Beneath this task is a listing. Count its lines that contain "dark" and answer with the number only.

DATA SHOWN:

------

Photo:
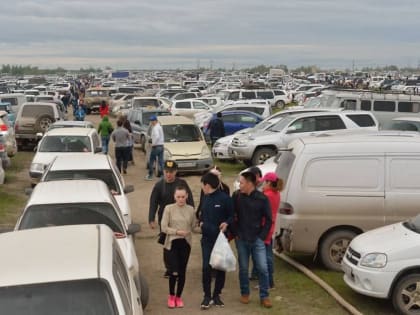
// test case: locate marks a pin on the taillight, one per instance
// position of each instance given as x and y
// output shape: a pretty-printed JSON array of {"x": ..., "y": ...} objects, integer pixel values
[
  {"x": 119, "y": 235},
  {"x": 286, "y": 208}
]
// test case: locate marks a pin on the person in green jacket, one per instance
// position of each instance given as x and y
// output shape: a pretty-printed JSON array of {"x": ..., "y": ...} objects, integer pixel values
[{"x": 105, "y": 129}]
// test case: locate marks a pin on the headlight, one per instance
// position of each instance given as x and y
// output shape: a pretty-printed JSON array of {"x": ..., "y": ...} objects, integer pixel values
[
  {"x": 205, "y": 153},
  {"x": 374, "y": 260},
  {"x": 37, "y": 167}
]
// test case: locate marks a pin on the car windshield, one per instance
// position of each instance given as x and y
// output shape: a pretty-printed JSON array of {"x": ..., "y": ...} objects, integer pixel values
[
  {"x": 181, "y": 133},
  {"x": 90, "y": 296},
  {"x": 279, "y": 126},
  {"x": 413, "y": 224},
  {"x": 65, "y": 144},
  {"x": 37, "y": 216},
  {"x": 107, "y": 176}
]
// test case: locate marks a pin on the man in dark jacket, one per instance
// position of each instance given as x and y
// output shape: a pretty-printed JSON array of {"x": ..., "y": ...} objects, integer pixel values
[
  {"x": 216, "y": 214},
  {"x": 217, "y": 128},
  {"x": 163, "y": 193},
  {"x": 253, "y": 222}
]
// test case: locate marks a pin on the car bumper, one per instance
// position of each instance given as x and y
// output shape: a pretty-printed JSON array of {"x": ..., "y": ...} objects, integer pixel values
[
  {"x": 240, "y": 153},
  {"x": 367, "y": 281},
  {"x": 194, "y": 165}
]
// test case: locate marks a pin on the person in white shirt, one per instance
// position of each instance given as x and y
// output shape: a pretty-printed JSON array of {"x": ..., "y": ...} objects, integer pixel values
[{"x": 156, "y": 152}]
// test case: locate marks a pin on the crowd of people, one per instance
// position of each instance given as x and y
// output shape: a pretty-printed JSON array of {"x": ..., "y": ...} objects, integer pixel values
[{"x": 247, "y": 217}]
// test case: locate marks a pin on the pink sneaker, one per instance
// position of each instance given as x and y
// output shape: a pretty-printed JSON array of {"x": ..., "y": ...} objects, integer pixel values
[
  {"x": 179, "y": 302},
  {"x": 171, "y": 301}
]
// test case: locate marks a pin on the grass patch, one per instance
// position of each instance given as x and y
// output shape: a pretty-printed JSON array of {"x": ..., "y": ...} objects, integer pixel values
[{"x": 364, "y": 304}]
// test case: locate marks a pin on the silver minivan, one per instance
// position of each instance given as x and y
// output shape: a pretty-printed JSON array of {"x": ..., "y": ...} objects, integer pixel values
[{"x": 339, "y": 186}]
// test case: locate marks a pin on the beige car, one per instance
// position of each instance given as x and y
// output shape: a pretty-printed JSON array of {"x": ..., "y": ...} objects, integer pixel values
[
  {"x": 185, "y": 144},
  {"x": 94, "y": 97},
  {"x": 189, "y": 108}
]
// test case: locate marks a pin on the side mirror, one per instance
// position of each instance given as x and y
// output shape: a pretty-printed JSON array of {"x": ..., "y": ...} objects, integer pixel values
[
  {"x": 133, "y": 228},
  {"x": 291, "y": 129},
  {"x": 128, "y": 189}
]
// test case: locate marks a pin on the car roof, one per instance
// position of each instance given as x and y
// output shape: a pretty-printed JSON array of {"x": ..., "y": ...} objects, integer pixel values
[
  {"x": 51, "y": 254},
  {"x": 416, "y": 119},
  {"x": 170, "y": 120},
  {"x": 70, "y": 191},
  {"x": 71, "y": 131},
  {"x": 81, "y": 162}
]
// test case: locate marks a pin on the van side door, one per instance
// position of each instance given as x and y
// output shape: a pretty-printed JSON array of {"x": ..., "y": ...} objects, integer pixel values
[{"x": 402, "y": 188}]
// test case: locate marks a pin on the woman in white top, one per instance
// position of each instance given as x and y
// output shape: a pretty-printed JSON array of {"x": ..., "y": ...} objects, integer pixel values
[{"x": 178, "y": 222}]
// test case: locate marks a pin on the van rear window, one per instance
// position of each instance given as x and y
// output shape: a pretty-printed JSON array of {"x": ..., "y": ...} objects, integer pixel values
[
  {"x": 362, "y": 120},
  {"x": 384, "y": 106}
]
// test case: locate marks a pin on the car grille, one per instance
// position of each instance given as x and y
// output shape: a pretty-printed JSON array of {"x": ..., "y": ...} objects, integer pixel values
[{"x": 353, "y": 256}]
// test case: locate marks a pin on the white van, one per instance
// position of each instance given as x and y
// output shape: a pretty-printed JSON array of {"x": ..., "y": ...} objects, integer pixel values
[
  {"x": 339, "y": 186},
  {"x": 15, "y": 99}
]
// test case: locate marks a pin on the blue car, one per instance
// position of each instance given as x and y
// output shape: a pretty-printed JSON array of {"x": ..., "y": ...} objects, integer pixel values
[
  {"x": 11, "y": 115},
  {"x": 236, "y": 120}
]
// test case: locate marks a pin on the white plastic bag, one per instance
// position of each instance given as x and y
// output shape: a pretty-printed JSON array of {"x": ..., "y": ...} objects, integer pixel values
[{"x": 222, "y": 257}]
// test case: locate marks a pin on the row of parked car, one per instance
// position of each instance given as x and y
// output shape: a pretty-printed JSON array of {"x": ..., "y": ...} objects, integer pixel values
[{"x": 83, "y": 240}]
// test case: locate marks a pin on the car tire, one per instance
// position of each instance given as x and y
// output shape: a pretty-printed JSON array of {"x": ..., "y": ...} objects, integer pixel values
[
  {"x": 333, "y": 248},
  {"x": 261, "y": 155},
  {"x": 144, "y": 290},
  {"x": 406, "y": 292},
  {"x": 42, "y": 123},
  {"x": 280, "y": 104}
]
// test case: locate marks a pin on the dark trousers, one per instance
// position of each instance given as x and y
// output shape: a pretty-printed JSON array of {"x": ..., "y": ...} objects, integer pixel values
[
  {"x": 206, "y": 248},
  {"x": 177, "y": 259},
  {"x": 121, "y": 155}
]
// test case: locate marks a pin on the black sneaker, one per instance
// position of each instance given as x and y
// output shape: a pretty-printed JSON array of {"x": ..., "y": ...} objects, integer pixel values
[
  {"x": 217, "y": 301},
  {"x": 206, "y": 303}
]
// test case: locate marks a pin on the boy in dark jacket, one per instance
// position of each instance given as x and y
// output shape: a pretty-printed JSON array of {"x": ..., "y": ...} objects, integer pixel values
[{"x": 216, "y": 214}]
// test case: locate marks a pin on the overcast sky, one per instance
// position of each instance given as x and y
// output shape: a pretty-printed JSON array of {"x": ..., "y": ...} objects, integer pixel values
[{"x": 145, "y": 34}]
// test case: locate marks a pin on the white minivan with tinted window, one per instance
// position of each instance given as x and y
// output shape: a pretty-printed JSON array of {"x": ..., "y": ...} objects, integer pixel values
[{"x": 337, "y": 187}]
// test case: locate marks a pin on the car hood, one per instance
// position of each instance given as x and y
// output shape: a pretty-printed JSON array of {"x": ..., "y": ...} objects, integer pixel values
[
  {"x": 184, "y": 148},
  {"x": 395, "y": 240},
  {"x": 47, "y": 157}
]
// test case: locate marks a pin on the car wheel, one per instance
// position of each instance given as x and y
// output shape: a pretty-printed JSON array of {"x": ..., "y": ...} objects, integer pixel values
[
  {"x": 334, "y": 246},
  {"x": 42, "y": 123},
  {"x": 280, "y": 104},
  {"x": 261, "y": 155},
  {"x": 406, "y": 294},
  {"x": 144, "y": 290}
]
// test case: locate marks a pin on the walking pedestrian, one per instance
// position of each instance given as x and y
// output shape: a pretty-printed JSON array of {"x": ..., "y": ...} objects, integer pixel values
[
  {"x": 216, "y": 128},
  {"x": 178, "y": 222},
  {"x": 272, "y": 186},
  {"x": 104, "y": 109},
  {"x": 105, "y": 129},
  {"x": 163, "y": 194},
  {"x": 216, "y": 215},
  {"x": 156, "y": 153},
  {"x": 121, "y": 136},
  {"x": 253, "y": 223}
]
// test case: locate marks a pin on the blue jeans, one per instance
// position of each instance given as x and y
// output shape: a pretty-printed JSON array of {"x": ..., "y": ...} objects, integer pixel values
[
  {"x": 257, "y": 251},
  {"x": 105, "y": 143},
  {"x": 156, "y": 153}
]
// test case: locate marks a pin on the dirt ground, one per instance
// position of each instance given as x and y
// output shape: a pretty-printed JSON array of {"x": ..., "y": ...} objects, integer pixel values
[{"x": 149, "y": 253}]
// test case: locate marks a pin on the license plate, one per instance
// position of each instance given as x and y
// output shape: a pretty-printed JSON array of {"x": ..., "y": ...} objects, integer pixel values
[
  {"x": 186, "y": 164},
  {"x": 347, "y": 270}
]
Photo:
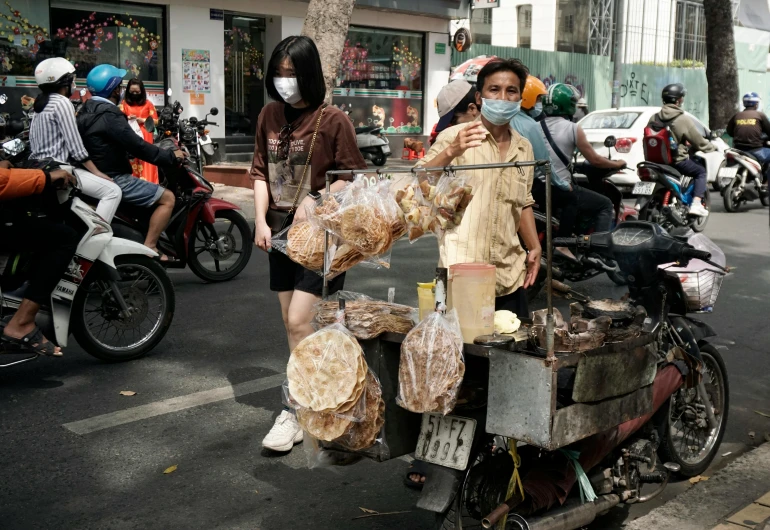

------

OUTPUT FOR THIS EXERCISE: 3